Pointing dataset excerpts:
* BEGIN *
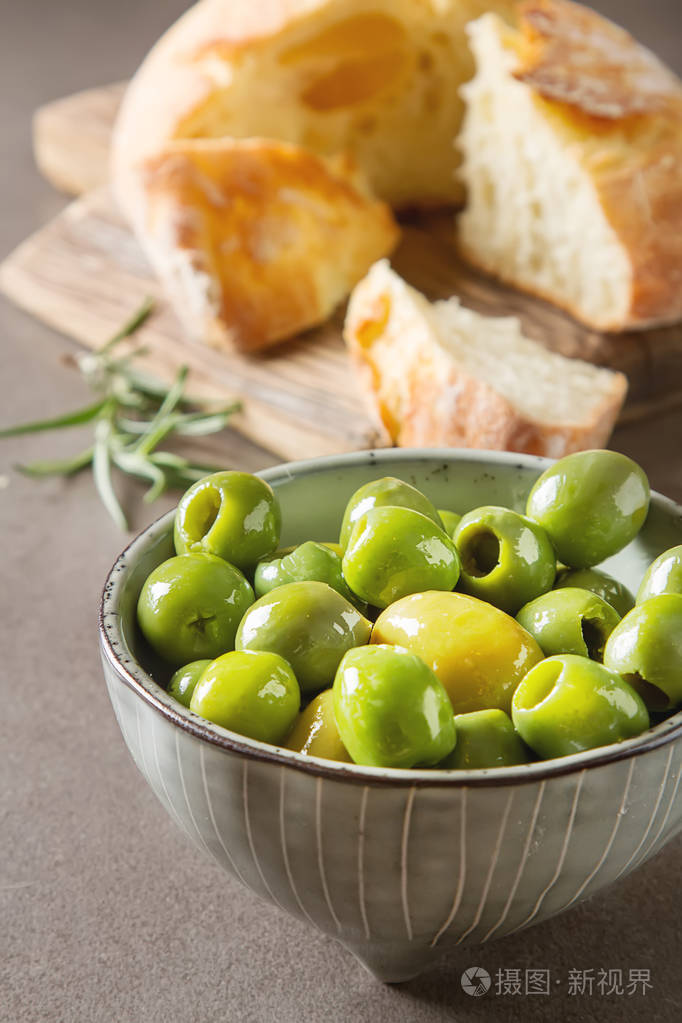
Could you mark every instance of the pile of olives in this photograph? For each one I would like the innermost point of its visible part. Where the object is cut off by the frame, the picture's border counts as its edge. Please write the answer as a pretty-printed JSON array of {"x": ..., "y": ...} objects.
[{"x": 422, "y": 637}]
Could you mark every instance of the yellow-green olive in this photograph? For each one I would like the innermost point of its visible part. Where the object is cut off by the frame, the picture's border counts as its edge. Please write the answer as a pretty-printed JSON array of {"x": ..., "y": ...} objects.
[{"x": 479, "y": 653}]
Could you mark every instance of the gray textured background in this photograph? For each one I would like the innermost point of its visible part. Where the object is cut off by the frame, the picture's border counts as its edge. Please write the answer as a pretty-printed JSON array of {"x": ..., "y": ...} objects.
[{"x": 106, "y": 914}]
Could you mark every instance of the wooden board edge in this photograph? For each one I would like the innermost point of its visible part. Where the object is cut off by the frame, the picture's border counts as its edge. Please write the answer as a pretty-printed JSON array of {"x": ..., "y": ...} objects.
[{"x": 55, "y": 133}]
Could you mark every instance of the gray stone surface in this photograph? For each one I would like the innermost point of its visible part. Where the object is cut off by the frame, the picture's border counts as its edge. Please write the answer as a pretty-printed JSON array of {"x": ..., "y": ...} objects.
[{"x": 106, "y": 914}]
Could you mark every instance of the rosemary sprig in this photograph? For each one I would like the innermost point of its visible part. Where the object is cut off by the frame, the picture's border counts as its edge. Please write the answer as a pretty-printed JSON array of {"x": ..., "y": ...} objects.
[{"x": 133, "y": 414}]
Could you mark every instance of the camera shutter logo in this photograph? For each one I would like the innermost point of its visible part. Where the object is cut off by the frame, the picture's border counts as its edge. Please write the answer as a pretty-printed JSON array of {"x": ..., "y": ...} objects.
[{"x": 475, "y": 981}]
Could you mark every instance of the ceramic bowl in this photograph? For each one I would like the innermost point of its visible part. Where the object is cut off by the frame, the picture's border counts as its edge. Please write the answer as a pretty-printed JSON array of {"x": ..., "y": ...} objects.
[{"x": 400, "y": 866}]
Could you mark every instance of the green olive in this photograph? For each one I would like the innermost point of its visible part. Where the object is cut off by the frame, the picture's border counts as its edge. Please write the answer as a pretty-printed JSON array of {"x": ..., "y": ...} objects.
[
  {"x": 391, "y": 709},
  {"x": 570, "y": 621},
  {"x": 379, "y": 493},
  {"x": 184, "y": 680},
  {"x": 479, "y": 653},
  {"x": 506, "y": 559},
  {"x": 663, "y": 576},
  {"x": 309, "y": 561},
  {"x": 393, "y": 551},
  {"x": 253, "y": 693},
  {"x": 609, "y": 589},
  {"x": 567, "y": 704},
  {"x": 310, "y": 625},
  {"x": 485, "y": 739},
  {"x": 646, "y": 649},
  {"x": 450, "y": 521},
  {"x": 232, "y": 515},
  {"x": 190, "y": 606},
  {"x": 316, "y": 734},
  {"x": 591, "y": 503}
]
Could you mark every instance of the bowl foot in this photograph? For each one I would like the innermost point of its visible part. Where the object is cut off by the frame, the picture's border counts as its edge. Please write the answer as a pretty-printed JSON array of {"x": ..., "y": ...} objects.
[{"x": 393, "y": 962}]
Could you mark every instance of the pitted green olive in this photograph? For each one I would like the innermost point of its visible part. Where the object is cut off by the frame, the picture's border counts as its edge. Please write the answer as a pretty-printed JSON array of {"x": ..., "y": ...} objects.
[
  {"x": 570, "y": 621},
  {"x": 506, "y": 559},
  {"x": 391, "y": 709},
  {"x": 310, "y": 625},
  {"x": 379, "y": 493},
  {"x": 567, "y": 704},
  {"x": 591, "y": 503},
  {"x": 232, "y": 515},
  {"x": 646, "y": 649},
  {"x": 450, "y": 521},
  {"x": 393, "y": 551}
]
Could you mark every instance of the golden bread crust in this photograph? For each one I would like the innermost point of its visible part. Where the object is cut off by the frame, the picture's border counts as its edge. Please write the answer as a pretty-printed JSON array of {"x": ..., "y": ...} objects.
[
  {"x": 571, "y": 54},
  {"x": 617, "y": 110},
  {"x": 253, "y": 223},
  {"x": 433, "y": 400}
]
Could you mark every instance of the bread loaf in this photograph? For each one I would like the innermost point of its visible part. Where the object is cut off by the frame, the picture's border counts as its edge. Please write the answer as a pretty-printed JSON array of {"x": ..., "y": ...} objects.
[
  {"x": 365, "y": 97},
  {"x": 440, "y": 374},
  {"x": 258, "y": 239},
  {"x": 572, "y": 149}
]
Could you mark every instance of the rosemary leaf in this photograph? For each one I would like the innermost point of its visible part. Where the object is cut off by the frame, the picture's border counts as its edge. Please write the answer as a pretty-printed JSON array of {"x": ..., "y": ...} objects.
[
  {"x": 58, "y": 466},
  {"x": 101, "y": 470},
  {"x": 130, "y": 326},
  {"x": 133, "y": 415},
  {"x": 163, "y": 423},
  {"x": 76, "y": 418},
  {"x": 201, "y": 426}
]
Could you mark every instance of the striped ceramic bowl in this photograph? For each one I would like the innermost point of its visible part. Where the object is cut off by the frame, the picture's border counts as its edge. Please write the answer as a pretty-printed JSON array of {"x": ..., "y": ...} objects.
[{"x": 400, "y": 866}]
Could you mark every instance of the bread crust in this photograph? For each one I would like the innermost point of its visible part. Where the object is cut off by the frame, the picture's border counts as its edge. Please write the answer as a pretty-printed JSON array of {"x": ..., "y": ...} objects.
[
  {"x": 433, "y": 401},
  {"x": 264, "y": 237},
  {"x": 620, "y": 109}
]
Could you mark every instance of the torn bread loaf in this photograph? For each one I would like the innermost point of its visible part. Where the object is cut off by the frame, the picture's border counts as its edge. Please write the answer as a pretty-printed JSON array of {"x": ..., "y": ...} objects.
[
  {"x": 572, "y": 147},
  {"x": 376, "y": 79},
  {"x": 257, "y": 239},
  {"x": 349, "y": 106},
  {"x": 440, "y": 374}
]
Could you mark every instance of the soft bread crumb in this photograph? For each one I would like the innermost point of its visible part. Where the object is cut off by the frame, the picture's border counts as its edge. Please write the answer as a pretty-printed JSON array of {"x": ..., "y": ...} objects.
[
  {"x": 533, "y": 214},
  {"x": 443, "y": 374},
  {"x": 572, "y": 143}
]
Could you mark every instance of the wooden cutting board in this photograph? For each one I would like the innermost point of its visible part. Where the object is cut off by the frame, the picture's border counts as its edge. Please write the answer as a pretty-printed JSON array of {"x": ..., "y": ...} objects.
[{"x": 84, "y": 274}]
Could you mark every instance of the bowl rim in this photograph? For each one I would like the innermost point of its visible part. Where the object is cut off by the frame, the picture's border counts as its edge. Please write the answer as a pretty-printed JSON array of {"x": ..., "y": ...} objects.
[{"x": 131, "y": 673}]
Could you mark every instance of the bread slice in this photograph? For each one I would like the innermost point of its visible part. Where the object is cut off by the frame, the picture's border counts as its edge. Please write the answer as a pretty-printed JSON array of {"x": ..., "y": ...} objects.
[
  {"x": 572, "y": 149},
  {"x": 256, "y": 239},
  {"x": 440, "y": 374},
  {"x": 377, "y": 79}
]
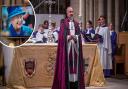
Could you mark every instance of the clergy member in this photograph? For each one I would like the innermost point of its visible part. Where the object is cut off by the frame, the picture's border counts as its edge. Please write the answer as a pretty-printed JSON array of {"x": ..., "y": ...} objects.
[
  {"x": 69, "y": 68},
  {"x": 105, "y": 47}
]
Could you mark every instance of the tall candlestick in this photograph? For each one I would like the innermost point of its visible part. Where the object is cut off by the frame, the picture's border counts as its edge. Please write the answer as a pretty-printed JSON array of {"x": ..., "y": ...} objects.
[{"x": 80, "y": 7}]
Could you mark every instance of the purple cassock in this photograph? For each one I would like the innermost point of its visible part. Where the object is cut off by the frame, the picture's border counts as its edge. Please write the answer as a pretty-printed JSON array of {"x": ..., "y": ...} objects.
[{"x": 69, "y": 62}]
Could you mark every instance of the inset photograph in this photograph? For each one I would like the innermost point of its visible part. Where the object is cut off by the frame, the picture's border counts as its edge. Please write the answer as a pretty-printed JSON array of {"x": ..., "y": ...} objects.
[{"x": 17, "y": 22}]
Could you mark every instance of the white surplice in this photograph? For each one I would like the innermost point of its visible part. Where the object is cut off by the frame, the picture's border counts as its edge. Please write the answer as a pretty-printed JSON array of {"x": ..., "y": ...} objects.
[{"x": 105, "y": 47}]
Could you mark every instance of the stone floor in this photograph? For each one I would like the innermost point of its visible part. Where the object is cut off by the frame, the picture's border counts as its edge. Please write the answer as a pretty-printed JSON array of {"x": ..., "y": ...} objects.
[{"x": 112, "y": 83}]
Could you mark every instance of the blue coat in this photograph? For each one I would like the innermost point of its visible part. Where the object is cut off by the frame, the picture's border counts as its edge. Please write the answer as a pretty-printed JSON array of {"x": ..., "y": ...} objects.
[{"x": 24, "y": 31}]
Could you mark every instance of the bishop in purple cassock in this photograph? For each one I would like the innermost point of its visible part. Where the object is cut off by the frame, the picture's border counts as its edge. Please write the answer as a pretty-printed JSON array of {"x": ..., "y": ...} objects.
[{"x": 69, "y": 67}]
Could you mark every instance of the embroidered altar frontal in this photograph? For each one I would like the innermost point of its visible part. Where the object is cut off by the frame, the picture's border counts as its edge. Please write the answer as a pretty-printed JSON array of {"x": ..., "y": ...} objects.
[{"x": 33, "y": 66}]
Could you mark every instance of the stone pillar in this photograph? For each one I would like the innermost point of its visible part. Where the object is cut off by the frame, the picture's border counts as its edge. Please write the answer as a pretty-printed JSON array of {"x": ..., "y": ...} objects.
[
  {"x": 109, "y": 11},
  {"x": 117, "y": 16},
  {"x": 79, "y": 9},
  {"x": 100, "y": 7},
  {"x": 75, "y": 6}
]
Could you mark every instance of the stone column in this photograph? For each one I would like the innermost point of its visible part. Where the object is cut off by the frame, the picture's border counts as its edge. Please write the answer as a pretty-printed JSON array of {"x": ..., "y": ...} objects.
[
  {"x": 79, "y": 9},
  {"x": 117, "y": 16},
  {"x": 109, "y": 11},
  {"x": 100, "y": 7},
  {"x": 75, "y": 6}
]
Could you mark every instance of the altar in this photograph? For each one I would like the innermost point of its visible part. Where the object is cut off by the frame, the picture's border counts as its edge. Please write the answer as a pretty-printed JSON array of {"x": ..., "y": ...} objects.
[{"x": 32, "y": 65}]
* END *
PROBLEM REQUIREMENTS: Return the line that contains "Could you mark every instance of the stone column" and all lines after it, verbatim, and nothing else.

SOLUTION:
Could you mark every instance of the stone column in this photograph? For each one I would like the innermost point of its visible part. Where the object is cut off by the frame, the picture's border counts as its edge. Please write the answer as a pretty-printed JSON array of {"x": ..., "y": ...} objects.
[
  {"x": 79, "y": 9},
  {"x": 117, "y": 16},
  {"x": 109, "y": 11},
  {"x": 100, "y": 7},
  {"x": 75, "y": 6}
]
Could you mark every instance of the altar in this photograph? For each one I would like the innermost point of its visible part. Where the object is cut off by the frame, the picture's border counts as its edge. Please write the answer as a pretty-printed JSON array of {"x": ..., "y": ...} objects.
[{"x": 32, "y": 65}]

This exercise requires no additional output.